• _To be done_
• A. List every album title named in the passage about the Greatest Hits compilation.
• B. Find every line in the records that contains the word "smiling", and copy each of those lines.

• _Source extract_
▼

Greatest Hits is a compilation album by Tom Petty and the Heartbreakers, released in 1993. It is Petty's best-selling album to date and was certified 12× Platinum by the RIAA on April 28, 2015. The single "Mary Jane's Last Dance" became one of Petty's most popular songs, reaching No. 14 on the Billboard Hot 100 and No. 1 on the Billboard Mainstream Rock Tracks chart. The other new song on the album is a cover of the Thunderclap Newman hit "Something in the Air". The album contains no songs from 1987's Let Me Up (I've Had Enough). However, three songs from Petty's 1989 solo album Full Moon Fever were included.

▲

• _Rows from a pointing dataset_

▼

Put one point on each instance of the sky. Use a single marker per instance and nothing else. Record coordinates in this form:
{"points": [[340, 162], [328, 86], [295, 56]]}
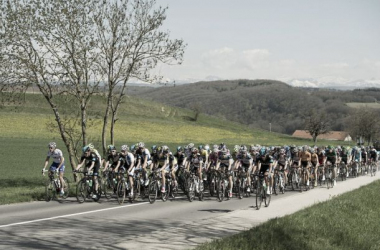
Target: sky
{"points": [[325, 40]]}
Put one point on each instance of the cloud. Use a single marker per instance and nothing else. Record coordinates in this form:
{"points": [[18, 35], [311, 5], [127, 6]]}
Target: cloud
{"points": [[338, 65], [229, 59], [220, 58]]}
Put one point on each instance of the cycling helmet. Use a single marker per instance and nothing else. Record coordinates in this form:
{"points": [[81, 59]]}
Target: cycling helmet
{"points": [[165, 149], [243, 149], [263, 151], [86, 148]]}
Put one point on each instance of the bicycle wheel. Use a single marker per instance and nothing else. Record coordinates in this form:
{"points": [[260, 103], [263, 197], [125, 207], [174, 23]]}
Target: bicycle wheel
{"points": [[267, 198], [259, 197], [294, 181], [240, 188], [82, 191], [220, 190], [153, 191], [282, 185], [276, 185], [50, 191], [191, 190], [165, 195], [66, 188], [108, 188], [99, 192], [120, 191], [212, 186], [201, 191]]}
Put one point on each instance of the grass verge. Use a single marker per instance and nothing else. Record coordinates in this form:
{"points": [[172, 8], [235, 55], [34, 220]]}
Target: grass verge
{"points": [[349, 221]]}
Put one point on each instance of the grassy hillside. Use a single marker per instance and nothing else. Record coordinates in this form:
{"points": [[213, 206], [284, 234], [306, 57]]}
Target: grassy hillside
{"points": [[24, 136], [260, 102]]}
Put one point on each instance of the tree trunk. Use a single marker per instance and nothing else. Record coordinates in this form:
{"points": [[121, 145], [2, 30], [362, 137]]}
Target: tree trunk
{"points": [[69, 147], [84, 122], [315, 139], [105, 122]]}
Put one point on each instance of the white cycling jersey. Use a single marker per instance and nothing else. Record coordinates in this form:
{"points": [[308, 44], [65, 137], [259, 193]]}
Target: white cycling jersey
{"points": [[56, 155]]}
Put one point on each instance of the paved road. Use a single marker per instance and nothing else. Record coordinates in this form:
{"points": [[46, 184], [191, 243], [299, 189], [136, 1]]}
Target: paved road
{"points": [[176, 224]]}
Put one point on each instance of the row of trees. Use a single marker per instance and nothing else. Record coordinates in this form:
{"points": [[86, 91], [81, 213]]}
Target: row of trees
{"points": [[82, 48], [362, 123]]}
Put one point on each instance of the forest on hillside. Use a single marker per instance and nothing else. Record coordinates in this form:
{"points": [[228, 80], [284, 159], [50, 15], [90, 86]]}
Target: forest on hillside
{"points": [[260, 102]]}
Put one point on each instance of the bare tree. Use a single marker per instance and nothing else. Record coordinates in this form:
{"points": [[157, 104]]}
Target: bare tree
{"points": [[316, 124], [197, 108], [131, 45], [50, 44]]}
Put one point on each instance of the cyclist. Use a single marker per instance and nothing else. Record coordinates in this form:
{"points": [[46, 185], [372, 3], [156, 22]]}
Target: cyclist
{"points": [[93, 162], [113, 158], [315, 163], [345, 157], [127, 164], [282, 163], [265, 164], [331, 156], [225, 160], [245, 160], [195, 161], [305, 163], [57, 165], [373, 155], [364, 159], [144, 160]]}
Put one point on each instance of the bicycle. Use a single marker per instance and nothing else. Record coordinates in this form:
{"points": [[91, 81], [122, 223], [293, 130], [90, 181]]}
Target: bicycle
{"points": [[139, 186], [194, 185], [304, 180], [373, 168], [295, 178], [109, 183], [343, 171], [222, 184], [328, 174], [278, 182], [123, 189], [85, 188], [261, 193], [53, 186], [212, 181]]}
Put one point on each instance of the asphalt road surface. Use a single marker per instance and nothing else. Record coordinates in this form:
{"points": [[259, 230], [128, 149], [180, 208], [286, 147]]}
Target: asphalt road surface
{"points": [[174, 224]]}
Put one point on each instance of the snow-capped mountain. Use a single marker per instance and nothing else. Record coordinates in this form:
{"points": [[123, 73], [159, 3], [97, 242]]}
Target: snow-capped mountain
{"points": [[333, 83]]}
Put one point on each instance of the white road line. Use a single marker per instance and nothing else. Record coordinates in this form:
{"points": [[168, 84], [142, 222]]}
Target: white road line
{"points": [[69, 215]]}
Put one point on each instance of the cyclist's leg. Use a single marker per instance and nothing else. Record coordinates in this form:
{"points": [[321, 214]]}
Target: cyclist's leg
{"points": [[163, 173]]}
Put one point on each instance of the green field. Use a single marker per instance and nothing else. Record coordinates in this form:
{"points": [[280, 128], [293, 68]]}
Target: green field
{"points": [[349, 221], [24, 137]]}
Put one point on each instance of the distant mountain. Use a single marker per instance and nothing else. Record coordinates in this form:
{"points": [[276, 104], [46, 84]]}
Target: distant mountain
{"points": [[334, 83], [321, 82], [261, 102]]}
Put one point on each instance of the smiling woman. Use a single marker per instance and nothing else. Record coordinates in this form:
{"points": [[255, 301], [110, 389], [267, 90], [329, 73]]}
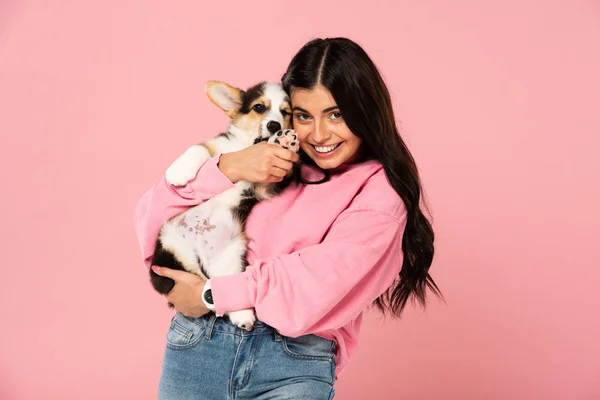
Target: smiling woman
{"points": [[318, 256], [324, 135]]}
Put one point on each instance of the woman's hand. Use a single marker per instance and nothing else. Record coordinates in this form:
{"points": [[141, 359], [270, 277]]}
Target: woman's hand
{"points": [[262, 162], [186, 295]]}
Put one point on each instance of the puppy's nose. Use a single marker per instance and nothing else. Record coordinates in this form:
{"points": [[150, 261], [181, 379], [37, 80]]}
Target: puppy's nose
{"points": [[273, 126]]}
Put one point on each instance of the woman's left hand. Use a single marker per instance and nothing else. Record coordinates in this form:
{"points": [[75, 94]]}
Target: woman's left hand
{"points": [[186, 295]]}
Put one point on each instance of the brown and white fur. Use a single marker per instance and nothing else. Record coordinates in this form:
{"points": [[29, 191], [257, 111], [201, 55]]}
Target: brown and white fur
{"points": [[262, 112]]}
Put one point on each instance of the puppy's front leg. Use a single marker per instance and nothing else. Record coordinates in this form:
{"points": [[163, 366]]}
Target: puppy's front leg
{"points": [[186, 166]]}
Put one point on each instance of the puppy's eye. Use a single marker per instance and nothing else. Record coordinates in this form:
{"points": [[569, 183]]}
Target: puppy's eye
{"points": [[259, 108]]}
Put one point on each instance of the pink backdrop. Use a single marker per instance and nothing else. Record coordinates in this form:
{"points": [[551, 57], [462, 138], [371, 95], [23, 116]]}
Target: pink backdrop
{"points": [[499, 102]]}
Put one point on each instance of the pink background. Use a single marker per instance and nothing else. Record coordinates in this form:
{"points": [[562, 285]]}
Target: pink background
{"points": [[500, 104]]}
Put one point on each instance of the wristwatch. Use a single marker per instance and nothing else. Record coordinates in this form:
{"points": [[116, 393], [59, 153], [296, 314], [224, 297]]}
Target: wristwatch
{"points": [[207, 296]]}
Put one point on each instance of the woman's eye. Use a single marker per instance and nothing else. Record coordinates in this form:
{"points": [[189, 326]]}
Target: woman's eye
{"points": [[259, 108]]}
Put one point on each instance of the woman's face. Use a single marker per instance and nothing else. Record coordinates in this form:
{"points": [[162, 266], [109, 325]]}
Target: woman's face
{"points": [[323, 134]]}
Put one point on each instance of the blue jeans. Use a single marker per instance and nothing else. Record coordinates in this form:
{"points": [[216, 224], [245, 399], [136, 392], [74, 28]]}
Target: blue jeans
{"points": [[210, 358]]}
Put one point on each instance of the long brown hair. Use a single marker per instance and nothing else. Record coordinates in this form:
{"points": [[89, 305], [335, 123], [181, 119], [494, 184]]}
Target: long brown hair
{"points": [[345, 69]]}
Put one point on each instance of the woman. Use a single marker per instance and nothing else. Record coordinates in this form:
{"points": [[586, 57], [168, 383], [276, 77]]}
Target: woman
{"points": [[348, 233]]}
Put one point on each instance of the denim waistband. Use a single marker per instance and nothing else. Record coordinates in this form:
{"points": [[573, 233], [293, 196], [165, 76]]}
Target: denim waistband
{"points": [[222, 324]]}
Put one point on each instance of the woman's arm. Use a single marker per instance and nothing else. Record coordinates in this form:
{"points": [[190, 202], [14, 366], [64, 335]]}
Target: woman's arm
{"points": [[163, 201], [323, 286]]}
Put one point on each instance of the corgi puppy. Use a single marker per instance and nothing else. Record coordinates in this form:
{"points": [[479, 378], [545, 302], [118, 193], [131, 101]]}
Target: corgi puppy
{"points": [[208, 239]]}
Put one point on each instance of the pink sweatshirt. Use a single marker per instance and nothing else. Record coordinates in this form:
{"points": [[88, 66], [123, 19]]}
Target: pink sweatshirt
{"points": [[319, 255]]}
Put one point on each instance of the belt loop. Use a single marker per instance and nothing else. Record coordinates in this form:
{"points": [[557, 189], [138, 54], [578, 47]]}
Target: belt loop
{"points": [[210, 325], [277, 335]]}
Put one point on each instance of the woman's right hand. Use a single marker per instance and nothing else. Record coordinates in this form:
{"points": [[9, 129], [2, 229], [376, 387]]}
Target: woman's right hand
{"points": [[262, 162]]}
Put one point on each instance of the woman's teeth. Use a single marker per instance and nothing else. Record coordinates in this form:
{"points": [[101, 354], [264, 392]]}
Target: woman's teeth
{"points": [[326, 149]]}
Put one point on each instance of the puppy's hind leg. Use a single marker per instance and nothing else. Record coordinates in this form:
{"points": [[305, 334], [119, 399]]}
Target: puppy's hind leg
{"points": [[232, 260]]}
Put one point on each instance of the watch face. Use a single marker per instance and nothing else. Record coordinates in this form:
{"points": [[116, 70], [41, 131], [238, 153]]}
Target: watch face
{"points": [[208, 296]]}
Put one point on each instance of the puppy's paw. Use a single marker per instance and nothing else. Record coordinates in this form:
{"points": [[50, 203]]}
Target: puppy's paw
{"points": [[287, 138], [243, 318], [186, 166]]}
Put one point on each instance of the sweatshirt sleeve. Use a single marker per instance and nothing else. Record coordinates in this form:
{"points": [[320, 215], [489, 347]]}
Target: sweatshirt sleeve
{"points": [[163, 201], [324, 286]]}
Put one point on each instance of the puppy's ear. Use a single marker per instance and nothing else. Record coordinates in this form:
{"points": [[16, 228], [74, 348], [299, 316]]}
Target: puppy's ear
{"points": [[226, 97]]}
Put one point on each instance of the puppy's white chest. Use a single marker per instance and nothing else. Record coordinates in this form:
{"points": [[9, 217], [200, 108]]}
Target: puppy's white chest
{"points": [[207, 229]]}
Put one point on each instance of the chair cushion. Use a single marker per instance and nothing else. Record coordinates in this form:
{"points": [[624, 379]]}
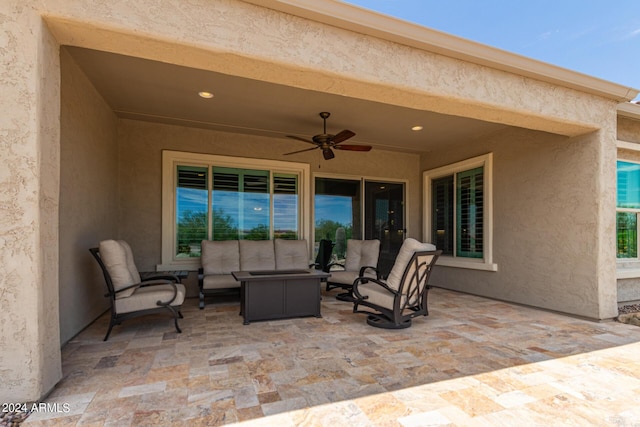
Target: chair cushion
{"points": [[118, 260], [361, 253], [220, 257], [145, 297], [378, 295], [291, 254], [219, 281], [257, 255], [347, 277], [409, 246]]}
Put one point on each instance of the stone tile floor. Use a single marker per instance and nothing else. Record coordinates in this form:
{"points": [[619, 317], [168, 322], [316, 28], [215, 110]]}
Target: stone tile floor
{"points": [[471, 362]]}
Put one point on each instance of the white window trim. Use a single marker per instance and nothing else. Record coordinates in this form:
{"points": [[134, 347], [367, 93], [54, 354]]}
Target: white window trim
{"points": [[486, 263], [171, 159], [627, 268]]}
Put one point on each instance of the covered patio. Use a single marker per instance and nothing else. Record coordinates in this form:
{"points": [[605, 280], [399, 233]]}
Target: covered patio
{"points": [[472, 361]]}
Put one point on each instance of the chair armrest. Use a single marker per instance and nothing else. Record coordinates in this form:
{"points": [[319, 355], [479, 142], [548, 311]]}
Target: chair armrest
{"points": [[364, 280], [331, 264], [169, 277], [135, 285], [369, 267], [149, 285]]}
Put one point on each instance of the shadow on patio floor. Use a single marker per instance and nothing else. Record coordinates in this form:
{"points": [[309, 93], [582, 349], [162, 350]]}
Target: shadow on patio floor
{"points": [[472, 361]]}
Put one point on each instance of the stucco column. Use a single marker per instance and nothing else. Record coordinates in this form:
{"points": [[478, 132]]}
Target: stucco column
{"points": [[30, 362], [605, 173]]}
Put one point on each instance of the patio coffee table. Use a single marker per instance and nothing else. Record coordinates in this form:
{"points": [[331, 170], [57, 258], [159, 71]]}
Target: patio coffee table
{"points": [[279, 294]]}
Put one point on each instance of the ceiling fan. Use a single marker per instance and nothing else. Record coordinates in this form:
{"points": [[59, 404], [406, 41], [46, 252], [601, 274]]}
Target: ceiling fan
{"points": [[326, 142]]}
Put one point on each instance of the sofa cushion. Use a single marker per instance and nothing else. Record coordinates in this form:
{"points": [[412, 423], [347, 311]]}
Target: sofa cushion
{"points": [[114, 257], [220, 257], [219, 281], [257, 255], [361, 253], [408, 248], [291, 254]]}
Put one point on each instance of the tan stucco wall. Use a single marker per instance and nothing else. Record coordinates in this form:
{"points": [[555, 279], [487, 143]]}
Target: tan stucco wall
{"points": [[29, 114], [237, 38], [554, 228], [89, 203]]}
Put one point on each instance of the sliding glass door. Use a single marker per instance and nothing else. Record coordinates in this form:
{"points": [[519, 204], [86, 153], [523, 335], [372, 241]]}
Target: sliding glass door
{"points": [[384, 219], [339, 215]]}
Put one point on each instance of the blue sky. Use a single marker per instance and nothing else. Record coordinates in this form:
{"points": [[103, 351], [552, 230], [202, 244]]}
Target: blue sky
{"points": [[600, 38]]}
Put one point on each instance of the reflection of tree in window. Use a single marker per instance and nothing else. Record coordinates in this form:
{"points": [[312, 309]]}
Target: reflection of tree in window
{"points": [[191, 208]]}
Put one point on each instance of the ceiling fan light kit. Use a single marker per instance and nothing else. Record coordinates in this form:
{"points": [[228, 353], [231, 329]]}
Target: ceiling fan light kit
{"points": [[327, 142]]}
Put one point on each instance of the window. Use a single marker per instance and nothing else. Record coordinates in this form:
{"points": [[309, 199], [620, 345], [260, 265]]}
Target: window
{"points": [[458, 212], [208, 197], [627, 209]]}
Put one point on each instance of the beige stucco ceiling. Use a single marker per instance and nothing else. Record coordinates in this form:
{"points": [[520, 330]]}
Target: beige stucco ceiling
{"points": [[154, 91]]}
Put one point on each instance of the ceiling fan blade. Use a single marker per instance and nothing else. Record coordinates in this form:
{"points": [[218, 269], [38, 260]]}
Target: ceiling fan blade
{"points": [[328, 154], [301, 151], [342, 136], [353, 147], [300, 139]]}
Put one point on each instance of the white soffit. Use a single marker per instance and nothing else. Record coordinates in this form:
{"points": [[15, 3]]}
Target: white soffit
{"points": [[629, 110], [354, 18]]}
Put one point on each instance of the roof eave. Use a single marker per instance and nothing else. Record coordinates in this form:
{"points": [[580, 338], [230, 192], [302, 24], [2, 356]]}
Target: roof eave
{"points": [[354, 18], [629, 110]]}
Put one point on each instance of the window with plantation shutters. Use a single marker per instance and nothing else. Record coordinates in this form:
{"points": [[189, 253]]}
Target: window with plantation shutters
{"points": [[442, 213], [240, 204], [458, 212], [627, 209], [286, 205], [469, 197], [192, 209], [210, 197]]}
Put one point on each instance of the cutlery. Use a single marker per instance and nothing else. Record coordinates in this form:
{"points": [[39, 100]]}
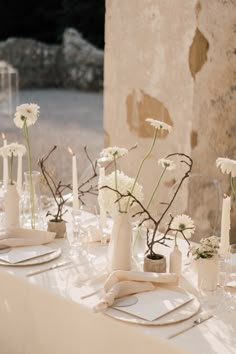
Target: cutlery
{"points": [[42, 270], [204, 316]]}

▲

• _Answers per task_
• A.
Greatest Hits
Let Me Up (I've Had Enough)
Full Moon Fever

• B.
Put one point on each instance of the smiling woman. Use a single marker per instance and nothing else. Record coordinates in this form:
Target: smiling woman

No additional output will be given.